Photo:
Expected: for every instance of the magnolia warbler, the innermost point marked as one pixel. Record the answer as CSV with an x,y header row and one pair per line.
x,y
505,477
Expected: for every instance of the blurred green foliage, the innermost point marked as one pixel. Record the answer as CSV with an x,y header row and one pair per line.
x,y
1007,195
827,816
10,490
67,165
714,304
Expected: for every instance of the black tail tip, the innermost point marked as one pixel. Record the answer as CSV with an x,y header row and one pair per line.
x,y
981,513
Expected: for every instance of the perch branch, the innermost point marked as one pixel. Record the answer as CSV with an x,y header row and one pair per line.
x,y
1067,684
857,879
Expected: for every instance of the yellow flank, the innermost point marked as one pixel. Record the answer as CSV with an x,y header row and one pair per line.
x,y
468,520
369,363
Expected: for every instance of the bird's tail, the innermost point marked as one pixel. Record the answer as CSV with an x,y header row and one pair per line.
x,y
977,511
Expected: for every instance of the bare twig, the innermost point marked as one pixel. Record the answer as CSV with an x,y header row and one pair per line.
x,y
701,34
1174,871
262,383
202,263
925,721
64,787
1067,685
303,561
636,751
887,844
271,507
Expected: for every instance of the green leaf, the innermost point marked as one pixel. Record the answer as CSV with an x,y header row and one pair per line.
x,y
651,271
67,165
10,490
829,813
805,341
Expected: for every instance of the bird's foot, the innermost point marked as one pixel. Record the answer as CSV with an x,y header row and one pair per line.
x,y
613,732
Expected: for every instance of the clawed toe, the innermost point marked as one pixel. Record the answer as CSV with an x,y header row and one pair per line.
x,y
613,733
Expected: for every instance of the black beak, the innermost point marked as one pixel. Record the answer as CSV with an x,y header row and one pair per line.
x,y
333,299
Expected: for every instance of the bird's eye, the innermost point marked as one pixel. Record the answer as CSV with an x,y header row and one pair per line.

Exercise details:
Set out every line of the rows above as a Markdown table with the columns No. and Line. Number the lines in order and leave out any blank ones.

Expected output:
| No. | Line |
|---|---|
| 1 | Photo: |
| 2 | Expected: for every instance of the magnolia warbler, the innermost point marked as one pixel. Record the answer as CSV with an x,y header row and one pair per line. |
| 3 | x,y |
| 4 | 505,477 |
| 5 | Expected: for every instance of the blurred green foliage, the innermost point marked as one pixel. Record the answer as CSV with an x,y header row and one pair per line. |
| 6 | x,y |
| 7 | 1007,195 |
| 8 | 827,816 |
| 9 | 10,490 |
| 10 | 67,165 |
| 11 | 714,304 |
| 12 | Expected: for every instance of the black tail tip, the innermost point marked as one pixel. Record the answer as CSV with an x,y header row and one pair per line. |
| 13 | x,y |
| 14 | 981,513 |
| 15 | Expected: for every instance of the perch branch, the innermost point marked as one pixel. Record the answer as CSV with an x,y header row and one pair per line. |
| 16 | x,y |
| 17 | 1067,684 |
| 18 | 857,879 |
| 19 | Expected: for every instance of the yellow flank, the innermost point marked as one pixel. Record the answer as CSV with an x,y header row and one pair per line. |
| 20 | x,y |
| 21 | 468,520 |
| 22 | 369,363 |
| 23 | Expected: for every instance of the bird's tail, the innermost point marked as one pixel. Record the answer as CSV with an x,y header row and one pair per line. |
| 24 | x,y |
| 25 | 977,511 |
| 26 | Expected: for every instance of the bare twig, the innermost point marked as one pixel. Record the answer as CSV with an x,y header row and one pair per line. |
| 27 | x,y |
| 28 | 701,34 |
| 29 | 1174,871 |
| 30 | 262,383 |
| 31 | 202,263 |
| 32 | 925,721 |
| 33 | 64,787 |
| 34 | 1067,685 |
| 35 | 303,561 |
| 36 | 636,751 |
| 37 | 887,844 |
| 38 | 271,507 |
| 39 | Expected: for every instance of the green leaf, the innermost point marked as one pixel. Record the answer as CSV with an x,y header row and one pair per line. |
| 40 | x,y |
| 41 | 651,271 |
| 42 | 67,165 |
| 43 | 10,490 |
| 44 | 829,813 |
| 45 | 805,341 |
| 46 | Expected: for every instance of the bird's foot, the innermost point marked as one pixel. Record the answer as CSV with an x,y header row and one pair per line. |
| 47 | x,y |
| 48 | 613,732 |
| 49 | Expected: for every instance of the clawed toe, the innermost point marked as one pixel. Record the answer as CSV with an x,y header row and one pair per line. |
| 50 | x,y |
| 51 | 613,733 |
| 52 | Expected: for every instance of the black beak, the innermost point marked as one pixel. Record the answer as CSV with an x,y header row and one pair per line. |
| 53 | x,y |
| 54 | 333,299 |
| 55 | Expected: for every instance of the bird's eye, the innermost point marked as one pixel. Record the answer as CSV with an x,y header row and one pair per line. |